● TASK OBJECTIVE:
Write out all of the records below line by line, keeping every word and number the same.

== ROWS ==

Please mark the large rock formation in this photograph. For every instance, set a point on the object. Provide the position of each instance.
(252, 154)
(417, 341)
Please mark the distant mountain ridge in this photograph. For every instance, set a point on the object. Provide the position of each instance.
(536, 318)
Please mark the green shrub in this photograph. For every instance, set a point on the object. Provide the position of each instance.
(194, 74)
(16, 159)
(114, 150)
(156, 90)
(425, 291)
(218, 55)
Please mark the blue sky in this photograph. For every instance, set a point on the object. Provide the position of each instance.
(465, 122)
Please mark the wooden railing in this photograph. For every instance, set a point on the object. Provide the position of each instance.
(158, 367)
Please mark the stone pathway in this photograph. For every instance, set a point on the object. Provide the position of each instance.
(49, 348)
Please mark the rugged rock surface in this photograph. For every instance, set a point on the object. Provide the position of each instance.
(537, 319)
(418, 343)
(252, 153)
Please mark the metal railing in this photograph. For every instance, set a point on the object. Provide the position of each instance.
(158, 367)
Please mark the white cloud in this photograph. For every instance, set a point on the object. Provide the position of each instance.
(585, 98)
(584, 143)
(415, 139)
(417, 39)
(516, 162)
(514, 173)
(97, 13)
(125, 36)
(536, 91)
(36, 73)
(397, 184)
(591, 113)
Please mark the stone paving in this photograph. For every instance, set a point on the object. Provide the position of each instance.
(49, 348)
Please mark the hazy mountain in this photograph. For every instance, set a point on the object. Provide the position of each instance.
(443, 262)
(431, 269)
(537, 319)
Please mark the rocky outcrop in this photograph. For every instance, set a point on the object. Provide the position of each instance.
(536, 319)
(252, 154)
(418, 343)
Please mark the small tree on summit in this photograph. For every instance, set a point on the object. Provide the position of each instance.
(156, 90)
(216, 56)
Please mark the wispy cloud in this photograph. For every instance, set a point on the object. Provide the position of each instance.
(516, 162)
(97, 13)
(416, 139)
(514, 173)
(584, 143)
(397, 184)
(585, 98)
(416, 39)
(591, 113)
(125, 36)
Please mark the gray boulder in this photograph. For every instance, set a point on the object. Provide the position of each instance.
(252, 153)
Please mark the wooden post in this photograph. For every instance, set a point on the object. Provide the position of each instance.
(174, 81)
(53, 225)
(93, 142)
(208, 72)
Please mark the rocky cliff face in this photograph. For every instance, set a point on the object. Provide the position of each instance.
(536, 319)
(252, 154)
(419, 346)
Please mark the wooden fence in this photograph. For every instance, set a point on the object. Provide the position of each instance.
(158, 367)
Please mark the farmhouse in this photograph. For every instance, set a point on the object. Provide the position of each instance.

===

● EXERCISE RESULT:
Please mark the large rock formation in this photograph. For every instance, set a point on the object. Provide the position of each instance.
(252, 154)
(417, 341)
Please mark the distant mountain ridge in this photograph. For every instance, set a point on the object. Provide the position of each instance.
(536, 318)
Please mark the green shrub in this photograph. For every instance, set a point on the object. Provide the position of each instance.
(194, 74)
(16, 159)
(114, 150)
(156, 90)
(425, 291)
(218, 55)
Please mark the blue sky in this photograph. For every instance, set a point on the object. Provide the position of each instance.
(465, 122)
Please mark the wooden railing in this photograph. For every instance, set a point on the object. Provide the position of each instance.
(158, 367)
Please mark the stone pathway in this photograph. For every instance, set a point on the object. Provide the position of each instance.
(49, 348)
Please mark the rugged rock surface in this photograph. For every instance, set a point on the object. Provide the position of each instance.
(537, 319)
(418, 343)
(252, 153)
Please mark the metal railing in this photograph. For every instance, set a point on the object. Provide the position of each instance.
(158, 367)
Please mark the white cloud in this photograph. For every instance, set a point on the object. Provide the position of each instance.
(585, 98)
(584, 143)
(415, 139)
(417, 39)
(516, 162)
(514, 173)
(97, 13)
(125, 36)
(536, 91)
(36, 73)
(397, 184)
(591, 113)
Please mark the stone paving in this photograph. For every instance, set a point on the object. Provide the position of each instance.
(49, 348)
Please mark the hazy mountain in this photograph. For every instance, set a point on the object. Provide the position of each instance.
(443, 262)
(431, 269)
(537, 319)
Please mark the rocky outcrop in this photograph. For every instance, set a point on the object. Provide the position of each instance.
(536, 319)
(252, 154)
(418, 343)
Please mark the small tree on summit in this photograph. For every instance, set a point on the object. Provide the position of each instance.
(156, 90)
(216, 56)
Please mark the wispy cloud in this photograph. For every instance, set a point on the object. Provide the position of each instance.
(516, 162)
(97, 13)
(416, 139)
(514, 173)
(584, 143)
(397, 184)
(585, 98)
(416, 39)
(591, 113)
(125, 36)
Please mark the gray boulder in this photograph. For every instance, set a point on the object. Provide the position of each instance.
(252, 153)
Please mark the wooden post in this photograph. For every instance, set a point on the object. Provide the position of each instance.
(174, 81)
(53, 225)
(93, 142)
(208, 72)
Please mark the rocky cliff face in this photograph. For every instance, set a point on the object. Provide the position of each instance.
(536, 319)
(252, 154)
(419, 346)
Please mark the wooden fence in this photograph. For every instance, set a point on the object. Provide the position of each instance.
(158, 367)
Please mark the farmhouse in this photograph. For every instance, set a point on the object. Provide the position of each instance.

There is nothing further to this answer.